--- WHAT TO PRODUCE ---
Your task is to copy each line of the material below that includes "hood".
══ DATA TO EXAMINE ══
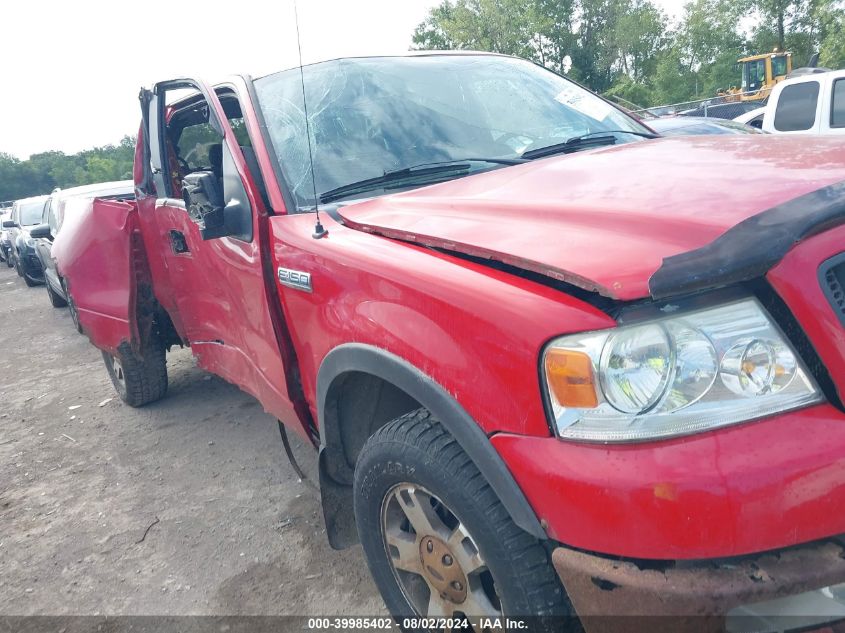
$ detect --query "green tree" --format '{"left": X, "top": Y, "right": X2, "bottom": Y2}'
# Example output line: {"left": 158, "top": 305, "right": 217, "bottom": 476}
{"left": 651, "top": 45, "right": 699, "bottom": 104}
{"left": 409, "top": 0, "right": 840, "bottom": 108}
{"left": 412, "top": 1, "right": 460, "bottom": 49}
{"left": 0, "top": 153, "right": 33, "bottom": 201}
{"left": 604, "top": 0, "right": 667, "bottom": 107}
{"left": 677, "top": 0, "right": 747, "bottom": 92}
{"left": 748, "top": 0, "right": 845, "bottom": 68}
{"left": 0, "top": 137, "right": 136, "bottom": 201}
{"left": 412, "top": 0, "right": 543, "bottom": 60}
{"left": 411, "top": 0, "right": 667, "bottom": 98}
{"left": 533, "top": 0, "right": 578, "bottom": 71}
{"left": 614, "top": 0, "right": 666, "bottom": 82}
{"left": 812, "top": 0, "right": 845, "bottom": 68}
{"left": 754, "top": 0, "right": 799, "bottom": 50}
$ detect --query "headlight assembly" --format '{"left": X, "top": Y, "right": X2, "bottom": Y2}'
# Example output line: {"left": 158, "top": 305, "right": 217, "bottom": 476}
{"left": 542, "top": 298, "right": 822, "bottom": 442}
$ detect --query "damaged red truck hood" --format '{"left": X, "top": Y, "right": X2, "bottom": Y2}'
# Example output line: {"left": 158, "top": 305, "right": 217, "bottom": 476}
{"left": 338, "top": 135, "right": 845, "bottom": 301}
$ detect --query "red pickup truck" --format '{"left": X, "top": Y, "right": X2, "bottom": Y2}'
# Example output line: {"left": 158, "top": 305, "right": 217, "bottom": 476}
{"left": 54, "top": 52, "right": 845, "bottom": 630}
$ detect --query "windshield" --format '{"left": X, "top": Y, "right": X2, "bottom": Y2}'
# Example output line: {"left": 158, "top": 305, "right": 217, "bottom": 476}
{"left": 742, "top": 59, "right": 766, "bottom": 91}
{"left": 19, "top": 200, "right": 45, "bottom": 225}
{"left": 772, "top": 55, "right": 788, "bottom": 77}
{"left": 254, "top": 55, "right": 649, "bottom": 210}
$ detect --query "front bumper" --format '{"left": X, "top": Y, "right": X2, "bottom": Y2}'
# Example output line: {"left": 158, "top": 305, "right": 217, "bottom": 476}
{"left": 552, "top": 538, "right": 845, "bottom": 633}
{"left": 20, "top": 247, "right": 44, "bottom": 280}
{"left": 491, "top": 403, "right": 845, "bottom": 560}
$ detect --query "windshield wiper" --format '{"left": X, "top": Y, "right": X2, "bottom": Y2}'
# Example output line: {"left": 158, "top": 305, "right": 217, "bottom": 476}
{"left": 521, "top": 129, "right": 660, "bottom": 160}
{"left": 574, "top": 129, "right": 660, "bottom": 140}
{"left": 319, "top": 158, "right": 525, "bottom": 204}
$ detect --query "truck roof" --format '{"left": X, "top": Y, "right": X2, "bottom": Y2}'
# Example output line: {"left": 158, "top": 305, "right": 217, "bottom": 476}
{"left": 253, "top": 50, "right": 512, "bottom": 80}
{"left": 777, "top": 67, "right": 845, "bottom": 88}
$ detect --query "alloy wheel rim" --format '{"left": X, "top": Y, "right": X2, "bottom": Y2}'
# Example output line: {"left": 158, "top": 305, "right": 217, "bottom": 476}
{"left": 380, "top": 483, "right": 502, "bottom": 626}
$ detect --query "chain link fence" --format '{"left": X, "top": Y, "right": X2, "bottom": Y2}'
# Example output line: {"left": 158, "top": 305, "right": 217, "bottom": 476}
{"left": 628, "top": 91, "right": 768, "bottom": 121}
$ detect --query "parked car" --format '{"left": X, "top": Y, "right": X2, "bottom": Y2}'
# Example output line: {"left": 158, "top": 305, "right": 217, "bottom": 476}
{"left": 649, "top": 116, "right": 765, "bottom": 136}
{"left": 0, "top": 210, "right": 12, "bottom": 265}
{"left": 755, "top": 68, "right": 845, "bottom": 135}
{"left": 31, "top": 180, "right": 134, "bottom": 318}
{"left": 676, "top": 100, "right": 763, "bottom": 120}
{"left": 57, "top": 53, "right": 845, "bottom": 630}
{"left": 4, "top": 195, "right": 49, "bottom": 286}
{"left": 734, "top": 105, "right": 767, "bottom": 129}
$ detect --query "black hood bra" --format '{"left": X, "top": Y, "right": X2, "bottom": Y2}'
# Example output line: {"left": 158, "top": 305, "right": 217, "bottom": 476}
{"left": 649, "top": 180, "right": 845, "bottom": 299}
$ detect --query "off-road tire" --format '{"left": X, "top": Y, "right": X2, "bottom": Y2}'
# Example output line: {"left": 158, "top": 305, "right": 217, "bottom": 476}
═══
--- YOUR RESPONSE ---
$ detect --query "damaged red truck hood" --format '{"left": X, "top": Y, "right": X2, "bottom": Y2}'
$ detect --query "black hood bra" --format '{"left": X, "top": Y, "right": X2, "bottom": Y2}'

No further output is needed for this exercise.